To do —
Print out the lines of the material below without changes, starting with the line containing "Now, locate where woman's elbow" and going on through the line containing "[440,248,647,388]". Leave out any pictures.

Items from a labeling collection
+++++

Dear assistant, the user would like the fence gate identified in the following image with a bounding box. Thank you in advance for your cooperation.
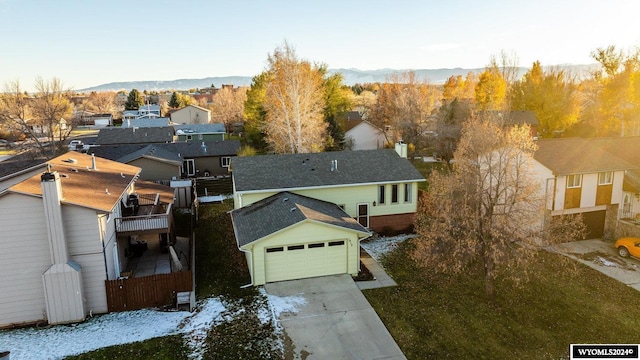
[105,271,193,312]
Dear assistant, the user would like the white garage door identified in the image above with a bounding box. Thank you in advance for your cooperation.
[264,240,347,282]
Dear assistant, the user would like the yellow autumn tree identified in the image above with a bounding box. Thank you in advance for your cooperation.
[475,64,507,111]
[264,42,327,153]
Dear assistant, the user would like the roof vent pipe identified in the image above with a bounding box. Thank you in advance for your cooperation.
[91,154,98,170]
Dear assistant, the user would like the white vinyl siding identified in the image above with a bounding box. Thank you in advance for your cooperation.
[567,175,582,189]
[598,171,613,185]
[0,194,51,326]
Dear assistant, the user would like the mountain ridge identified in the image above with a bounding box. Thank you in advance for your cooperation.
[77,64,598,92]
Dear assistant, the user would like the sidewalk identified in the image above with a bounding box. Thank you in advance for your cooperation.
[356,247,398,290]
[548,239,640,291]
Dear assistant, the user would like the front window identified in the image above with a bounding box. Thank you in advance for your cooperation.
[391,184,398,204]
[598,171,613,185]
[567,175,582,188]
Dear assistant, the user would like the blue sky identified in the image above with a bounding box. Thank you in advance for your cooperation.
[0,0,640,90]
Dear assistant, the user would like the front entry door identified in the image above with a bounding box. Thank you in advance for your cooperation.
[356,203,369,228]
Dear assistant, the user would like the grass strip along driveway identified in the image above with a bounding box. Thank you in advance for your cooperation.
[363,240,640,359]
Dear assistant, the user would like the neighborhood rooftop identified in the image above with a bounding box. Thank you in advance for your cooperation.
[9,151,140,212]
[231,191,369,246]
[534,138,637,175]
[231,149,424,191]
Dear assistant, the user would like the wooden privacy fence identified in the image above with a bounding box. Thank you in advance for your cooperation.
[105,271,193,312]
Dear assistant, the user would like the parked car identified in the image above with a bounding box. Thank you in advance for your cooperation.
[68,140,84,151]
[616,237,640,258]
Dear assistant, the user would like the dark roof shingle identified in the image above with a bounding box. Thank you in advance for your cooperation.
[231,149,424,191]
[231,191,369,246]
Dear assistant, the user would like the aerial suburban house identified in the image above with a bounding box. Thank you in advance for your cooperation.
[343,118,387,150]
[121,117,171,128]
[0,152,192,327]
[171,105,211,124]
[534,138,637,238]
[231,191,371,285]
[231,144,425,232]
[96,126,175,145]
[174,123,227,141]
[91,140,240,181]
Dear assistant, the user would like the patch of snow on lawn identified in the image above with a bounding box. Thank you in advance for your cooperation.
[0,298,225,360]
[360,234,417,263]
[180,298,226,359]
[598,256,618,267]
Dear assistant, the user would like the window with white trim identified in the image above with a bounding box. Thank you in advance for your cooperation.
[391,184,398,204]
[567,175,582,189]
[598,171,613,185]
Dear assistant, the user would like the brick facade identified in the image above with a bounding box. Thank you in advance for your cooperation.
[369,213,416,235]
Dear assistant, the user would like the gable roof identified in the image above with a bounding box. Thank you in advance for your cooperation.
[173,123,227,135]
[91,140,240,162]
[122,115,171,128]
[96,126,174,145]
[533,138,637,175]
[231,191,370,247]
[231,149,425,191]
[8,151,141,212]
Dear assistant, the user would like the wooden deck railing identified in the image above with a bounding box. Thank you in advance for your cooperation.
[115,204,171,233]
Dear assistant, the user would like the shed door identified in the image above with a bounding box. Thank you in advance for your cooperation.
[264,239,347,282]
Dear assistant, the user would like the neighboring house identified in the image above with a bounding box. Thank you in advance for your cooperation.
[73,110,113,126]
[96,126,175,145]
[344,120,387,150]
[171,105,211,124]
[122,117,171,128]
[593,136,640,226]
[122,104,161,122]
[0,152,180,327]
[534,138,637,238]
[231,144,425,232]
[231,191,370,285]
[174,123,227,142]
[91,140,240,181]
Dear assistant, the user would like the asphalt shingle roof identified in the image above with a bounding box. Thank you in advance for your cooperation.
[231,149,424,191]
[9,151,140,212]
[96,126,175,145]
[231,191,369,246]
[173,123,227,135]
[533,138,637,175]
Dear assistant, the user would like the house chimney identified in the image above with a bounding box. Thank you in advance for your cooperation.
[396,140,407,159]
[40,171,69,264]
[91,154,98,170]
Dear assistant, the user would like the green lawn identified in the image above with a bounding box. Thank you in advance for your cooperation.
[69,200,283,360]
[364,239,640,359]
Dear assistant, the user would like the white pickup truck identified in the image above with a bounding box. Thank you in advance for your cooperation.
[68,140,98,152]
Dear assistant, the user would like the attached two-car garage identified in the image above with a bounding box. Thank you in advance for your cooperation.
[264,240,349,282]
[231,192,370,285]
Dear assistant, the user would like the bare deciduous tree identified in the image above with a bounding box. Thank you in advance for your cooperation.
[264,43,327,153]
[413,119,583,299]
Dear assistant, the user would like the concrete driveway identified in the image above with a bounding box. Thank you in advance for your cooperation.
[265,275,405,360]
[549,239,640,291]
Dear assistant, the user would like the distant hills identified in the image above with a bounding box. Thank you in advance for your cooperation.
[77,64,598,92]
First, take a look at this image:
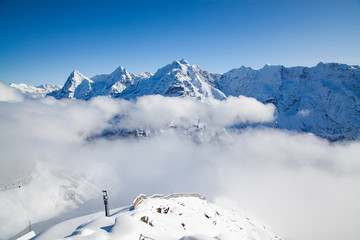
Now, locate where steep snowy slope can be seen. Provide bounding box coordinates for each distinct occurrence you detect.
[35,194,281,240]
[19,60,360,141]
[10,83,61,98]
[215,63,360,140]
[91,67,152,97]
[120,59,226,100]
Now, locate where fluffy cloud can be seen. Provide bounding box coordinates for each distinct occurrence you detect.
[0,96,360,240]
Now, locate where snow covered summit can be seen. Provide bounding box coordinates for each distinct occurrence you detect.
[35,194,280,240]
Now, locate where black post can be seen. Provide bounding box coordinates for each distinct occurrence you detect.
[103,190,110,217]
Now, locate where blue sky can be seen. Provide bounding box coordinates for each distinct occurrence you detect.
[0,0,360,85]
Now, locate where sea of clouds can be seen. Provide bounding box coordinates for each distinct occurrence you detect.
[0,82,360,240]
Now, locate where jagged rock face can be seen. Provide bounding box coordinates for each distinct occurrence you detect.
[120,60,226,99]
[42,60,360,141]
[216,63,360,140]
[10,83,61,98]
[49,70,93,100]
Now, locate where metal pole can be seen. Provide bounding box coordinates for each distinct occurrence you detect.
[103,190,110,217]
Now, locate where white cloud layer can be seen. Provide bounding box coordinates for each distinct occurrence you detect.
[0,88,360,240]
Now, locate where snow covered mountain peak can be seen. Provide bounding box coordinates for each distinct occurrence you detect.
[38,59,360,141]
[35,194,281,240]
[49,70,93,99]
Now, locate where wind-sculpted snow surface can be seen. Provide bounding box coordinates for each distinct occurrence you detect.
[35,194,282,240]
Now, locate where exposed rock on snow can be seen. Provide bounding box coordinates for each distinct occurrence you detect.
[8,60,360,141]
[35,194,281,240]
[10,83,61,98]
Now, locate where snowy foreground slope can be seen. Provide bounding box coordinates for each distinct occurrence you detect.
[35,194,281,240]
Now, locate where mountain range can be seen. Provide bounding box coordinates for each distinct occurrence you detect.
[11,59,360,141]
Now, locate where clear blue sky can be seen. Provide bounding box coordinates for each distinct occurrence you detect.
[0,0,360,85]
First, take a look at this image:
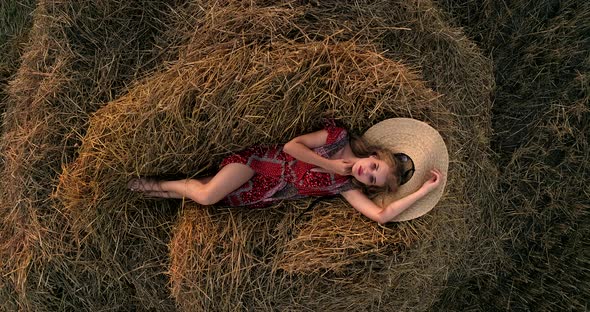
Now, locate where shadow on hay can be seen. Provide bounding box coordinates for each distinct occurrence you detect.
[3,1,495,310]
[59,2,494,310]
[0,1,183,311]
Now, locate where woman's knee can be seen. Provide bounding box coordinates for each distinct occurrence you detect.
[187,183,219,205]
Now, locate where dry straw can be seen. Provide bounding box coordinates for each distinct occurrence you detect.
[3,1,494,311]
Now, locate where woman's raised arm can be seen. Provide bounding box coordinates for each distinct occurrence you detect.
[342,170,442,224]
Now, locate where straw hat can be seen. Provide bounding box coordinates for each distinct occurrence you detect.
[363,118,449,221]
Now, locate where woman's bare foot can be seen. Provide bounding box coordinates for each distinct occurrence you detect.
[127,178,162,192]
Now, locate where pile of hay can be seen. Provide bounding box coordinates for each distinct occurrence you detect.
[440,0,590,311]
[0,1,495,311]
[0,1,174,311]
[57,2,494,310]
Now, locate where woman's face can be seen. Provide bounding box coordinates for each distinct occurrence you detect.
[352,156,391,186]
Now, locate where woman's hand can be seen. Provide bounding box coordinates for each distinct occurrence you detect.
[422,169,442,193]
[311,159,354,176]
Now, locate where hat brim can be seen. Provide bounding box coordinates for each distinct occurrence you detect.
[363,118,449,221]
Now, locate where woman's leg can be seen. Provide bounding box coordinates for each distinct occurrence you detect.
[130,163,254,205]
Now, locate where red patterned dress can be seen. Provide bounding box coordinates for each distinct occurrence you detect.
[220,126,353,207]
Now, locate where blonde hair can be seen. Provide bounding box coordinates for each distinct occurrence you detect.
[350,134,403,197]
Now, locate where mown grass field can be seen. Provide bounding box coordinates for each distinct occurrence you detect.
[0,0,590,311]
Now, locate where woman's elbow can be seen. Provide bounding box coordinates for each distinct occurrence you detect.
[283,140,294,155]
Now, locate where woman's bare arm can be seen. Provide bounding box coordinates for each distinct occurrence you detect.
[283,130,352,175]
[342,170,441,224]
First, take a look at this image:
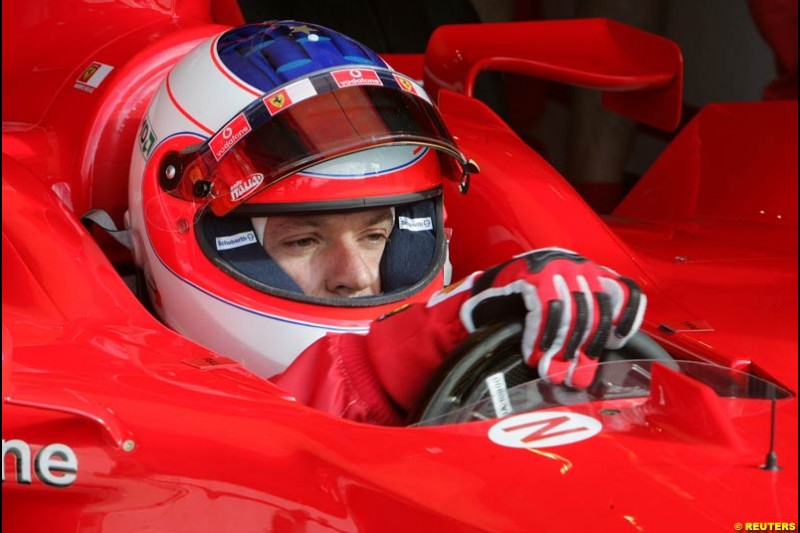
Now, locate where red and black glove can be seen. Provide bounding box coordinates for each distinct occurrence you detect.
[428,248,647,388]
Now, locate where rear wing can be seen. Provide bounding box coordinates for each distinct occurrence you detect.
[424,19,683,131]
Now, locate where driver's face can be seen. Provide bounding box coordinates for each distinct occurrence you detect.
[264,207,392,297]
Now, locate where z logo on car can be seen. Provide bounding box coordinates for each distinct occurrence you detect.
[489,411,603,448]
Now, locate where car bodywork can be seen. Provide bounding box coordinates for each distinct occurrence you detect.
[3,1,797,531]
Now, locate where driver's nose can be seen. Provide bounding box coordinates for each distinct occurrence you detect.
[325,241,380,297]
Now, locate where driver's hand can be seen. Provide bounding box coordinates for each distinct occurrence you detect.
[440,248,647,388]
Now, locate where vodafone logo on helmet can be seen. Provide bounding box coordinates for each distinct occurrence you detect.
[331,68,383,87]
[208,113,251,161]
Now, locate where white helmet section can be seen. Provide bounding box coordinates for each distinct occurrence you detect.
[145,251,368,378]
[125,34,368,378]
[154,37,261,137]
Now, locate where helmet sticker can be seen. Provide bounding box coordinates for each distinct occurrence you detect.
[331,68,383,88]
[398,217,433,231]
[216,231,256,250]
[208,113,251,161]
[264,78,317,115]
[231,174,264,202]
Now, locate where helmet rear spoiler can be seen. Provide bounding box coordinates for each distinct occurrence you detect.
[424,19,683,131]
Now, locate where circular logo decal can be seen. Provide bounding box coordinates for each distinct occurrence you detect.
[489,411,603,448]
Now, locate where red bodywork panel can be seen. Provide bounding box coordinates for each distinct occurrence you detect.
[2,0,798,531]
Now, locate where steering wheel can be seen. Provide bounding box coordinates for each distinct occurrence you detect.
[407,321,678,425]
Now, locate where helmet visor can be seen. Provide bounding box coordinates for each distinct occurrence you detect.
[160,69,467,215]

+++++

Answer to the exercise —
Now, locate where woman's elbow can be seen. Provide bounding box coordinates for each distinct occurrence you detect.
[283,140,294,155]
Now, locate where woman's bare arm can be seen. Provide bounding box coordinates for each distinct occurrence you detect.
[283,130,352,175]
[342,170,441,224]
First, take a look at this image:
Now, locate where red and black glove can be seen. Provide bounding box coordinates for each distinct occurrence you detect.
[428,248,647,388]
Now, locate where rear wing can be seen. Provide bounding box coordinates for each distinct occurrence you detect.
[424,19,683,131]
Now, locate where driver's face can be seen. Provide bounding box coordinates for each distinct occurrence you detect.
[264,207,392,297]
Now, locate where z logo on car can be seen. Provide bounding box coordinates for each distinct occurrence you detect.
[489,411,603,448]
Now, locate where car bodywork can be seen. Provide bounding box coordinates for each distinct occurrence you detect.
[3,1,797,531]
Now, locate where driver's nose can be seen. Provide bounding box coordinates for each distinct occurrence you detect.
[325,241,380,297]
Now, locate where driver's hand can be seen. Provide bounding box coordinates for each distinct occurrence you detect.
[440,248,647,388]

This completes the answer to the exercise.